*Work order*. Send back the entries below exactly as they appear.

BEGIN Source information

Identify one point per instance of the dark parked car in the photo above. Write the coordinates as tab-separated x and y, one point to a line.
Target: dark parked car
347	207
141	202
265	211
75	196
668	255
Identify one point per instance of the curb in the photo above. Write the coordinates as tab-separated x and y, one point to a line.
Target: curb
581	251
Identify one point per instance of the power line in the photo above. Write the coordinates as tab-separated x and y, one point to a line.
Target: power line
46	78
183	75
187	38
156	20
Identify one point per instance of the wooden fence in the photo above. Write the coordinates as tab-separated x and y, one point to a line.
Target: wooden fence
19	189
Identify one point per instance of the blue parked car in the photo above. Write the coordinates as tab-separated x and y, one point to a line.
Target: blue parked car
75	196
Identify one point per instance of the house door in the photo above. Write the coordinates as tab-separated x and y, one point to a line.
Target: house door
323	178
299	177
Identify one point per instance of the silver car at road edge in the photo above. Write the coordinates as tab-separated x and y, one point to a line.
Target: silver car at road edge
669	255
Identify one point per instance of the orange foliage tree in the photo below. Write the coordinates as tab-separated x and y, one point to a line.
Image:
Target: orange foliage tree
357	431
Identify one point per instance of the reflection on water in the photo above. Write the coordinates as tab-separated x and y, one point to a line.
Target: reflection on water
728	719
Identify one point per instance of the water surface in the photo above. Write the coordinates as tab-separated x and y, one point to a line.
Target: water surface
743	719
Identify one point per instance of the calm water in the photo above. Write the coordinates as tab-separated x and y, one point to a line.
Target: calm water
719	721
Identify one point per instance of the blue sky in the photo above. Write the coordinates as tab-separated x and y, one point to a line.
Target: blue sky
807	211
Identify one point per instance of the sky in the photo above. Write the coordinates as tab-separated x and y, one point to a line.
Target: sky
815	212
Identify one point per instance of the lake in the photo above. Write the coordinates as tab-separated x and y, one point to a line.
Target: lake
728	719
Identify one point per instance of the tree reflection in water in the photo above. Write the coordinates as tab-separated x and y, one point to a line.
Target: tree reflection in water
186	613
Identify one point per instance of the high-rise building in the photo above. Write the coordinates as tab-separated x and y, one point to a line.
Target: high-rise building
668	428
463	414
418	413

END Source information

*Solution to the exercise*.
Identify one point per instance of the dark parked car in the photo above. Write the coordinates as tab-separated x and y, one point to a line.
Target: dark parked car
347	207
141	202
265	211
75	196
668	255
Identify one point per instance of the curb in the photo above. Write the coordinates as tab-separated x and y, one point to a line.
Target: curb
581	251
Identify one point per instance of the power line in the photo above. Write the coordinates as tab-separated x and y, one point to a line.
Target: power line
46	78
183	75
187	38
156	20
Identify one point per instance of the wooden fence in the photo above. Write the coordinates as tab-separated x and y, one point to a line.
Target: wooden fence
19	189
Identify one point per instance of the blue parked car in the photo above. Write the coordinates as tab-separated x and y, one point to a line.
Target: blue parked car
75	196
Identify one point per instance of the house door in the photo above. Write the coordinates as tab-separated x and y, one point to a line.
Target: house door
323	178
299	177
Identify one point per instance of the silver car at road edge in the photo above. Write the coordinates as tab-separated x and y, one point to a line.
Target: silver car at road edge
669	255
Identify one point per instance of the orange foliage tree in the photo below. Write the coordinates as tab-separated x and y, one point to a line.
Image:
Target: orange foliage tree
357	431
Identify one point per instance of the reflection on water in the photo above. Write the coordinates as tab-separated x and y, one point to a line.
Target: reflection on water
728	719
Identify one point per instance of the water surface in the photo above. Write the coordinates as tab-separated x and y, one point to a line.
Target: water surface
743	719
Identify one point per instance of the calm water in the photo above. Write the coordinates as tab-separated x and y, one point to a line.
Target: calm water
719	721
Identify one point per instance of the blue sky in the photo above. Write the coordinates as tab-separated x and y, one point to a line.
Target: blue sky
807	211
Identify one point per instance of the sky in the photo above. Write the coordinates as tab-separated x and y, one point to a line.
Target: sky
815	212
Identify one point per instance of the lake in the photo above. Write the coordinates as tab-separated x and y, one point to a line.
Target: lake
728	719
Identify one point per instance of the tree reflection in water in the photo above. Write the coordinates as tab-separated x and y, one point to a line.
Target: tree reflection in water
186	613
Identify one point per instance of the high-rise building in the photo above. Write the coordinates as tab-separated x and y, one point to a line.
Target: high-rise building
668	428
463	414
418	413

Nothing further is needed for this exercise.